#### TASK
The records are to be repeated exactly, and any images in them are to be dropped.
____
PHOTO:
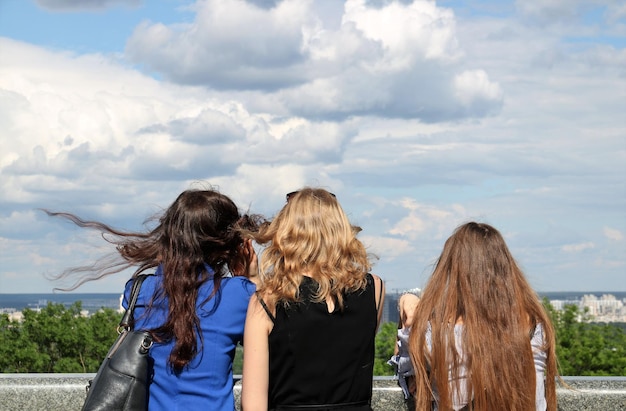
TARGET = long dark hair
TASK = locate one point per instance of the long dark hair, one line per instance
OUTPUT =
(199, 229)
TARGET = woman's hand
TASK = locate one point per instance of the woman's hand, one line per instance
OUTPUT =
(248, 265)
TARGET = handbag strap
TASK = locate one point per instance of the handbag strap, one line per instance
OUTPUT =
(127, 321)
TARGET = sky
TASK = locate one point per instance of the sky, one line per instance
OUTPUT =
(419, 115)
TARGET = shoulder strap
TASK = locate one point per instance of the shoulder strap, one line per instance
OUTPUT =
(267, 310)
(380, 295)
(127, 319)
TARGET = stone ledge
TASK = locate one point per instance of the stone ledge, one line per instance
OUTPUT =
(67, 392)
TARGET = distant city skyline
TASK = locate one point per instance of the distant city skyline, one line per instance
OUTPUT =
(419, 115)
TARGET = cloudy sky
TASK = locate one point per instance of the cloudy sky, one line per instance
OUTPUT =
(418, 115)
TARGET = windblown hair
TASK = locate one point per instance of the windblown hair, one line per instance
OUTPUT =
(200, 227)
(311, 234)
(477, 280)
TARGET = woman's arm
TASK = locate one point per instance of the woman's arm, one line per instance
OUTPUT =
(379, 290)
(255, 379)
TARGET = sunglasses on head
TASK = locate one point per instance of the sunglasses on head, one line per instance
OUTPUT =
(293, 193)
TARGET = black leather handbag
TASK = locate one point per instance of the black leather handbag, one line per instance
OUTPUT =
(121, 382)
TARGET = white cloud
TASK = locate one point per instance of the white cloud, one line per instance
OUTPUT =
(388, 248)
(313, 68)
(576, 248)
(418, 125)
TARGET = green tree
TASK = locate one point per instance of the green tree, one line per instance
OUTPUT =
____
#### EXERCISE RESULT
PHOTO:
TARGET = long dark hair
TASK = locate one point per instance of the long dark hair, one line per instance
OUTPUT =
(199, 229)
TARGET = woman's hand
TASK = locate one point per instance of the woman's hand, one line per instance
OUTPUT =
(248, 265)
TARGET = handbag strap
TASK = locate one point per instance of the handbag strap, one line per instance
OUTPUT =
(127, 321)
TARGET = sky
TASK = locate one point per instance of the sky, one line per instance
OUTPUT =
(419, 115)
TARGET = shoulder strap
TASK = locate one point per instance of the shoulder strap, one line per instance
OUTPUT =
(267, 310)
(380, 295)
(127, 319)
TARGET = stone ledge
TASK = locate one point per instance of the stone ledge, one line per instance
OUTPUT =
(67, 392)
TARGET = distant city skyline
TASK = locate one point per instance of the distant city skyline, one line per instance
OUTPUT =
(419, 115)
TARGET = cloudy sky
TASK = locate one point per instance of the cloudy sky, one line per instance
OUTPUT =
(418, 115)
TARGET = windblown hair
TASK = locate one point per instance of the windblown hair, one line per instance
OUTPUT =
(200, 227)
(311, 234)
(477, 280)
TARGET = woman's arm
TASK = locate one point per instance of the woman's arm, one line per instance
OUTPUT =
(379, 290)
(255, 379)
TARGET = sunglasses on head
TASK = locate one point per instance of the sunglasses on head, one line per instance
OUTPUT =
(293, 193)
TARGET = black leather handbag
TASK = locate one point per instance of the black leather handbag, one line per instance
OUTPUT =
(121, 382)
TARGET = white cloud
TASK = locate one point per instance of the white cloud, one line per instance
OUTPUT =
(388, 248)
(313, 68)
(576, 248)
(418, 125)
TARGET = green tree
TASK = locate one point per instance of the green tree, one line per instance
OUTPUT =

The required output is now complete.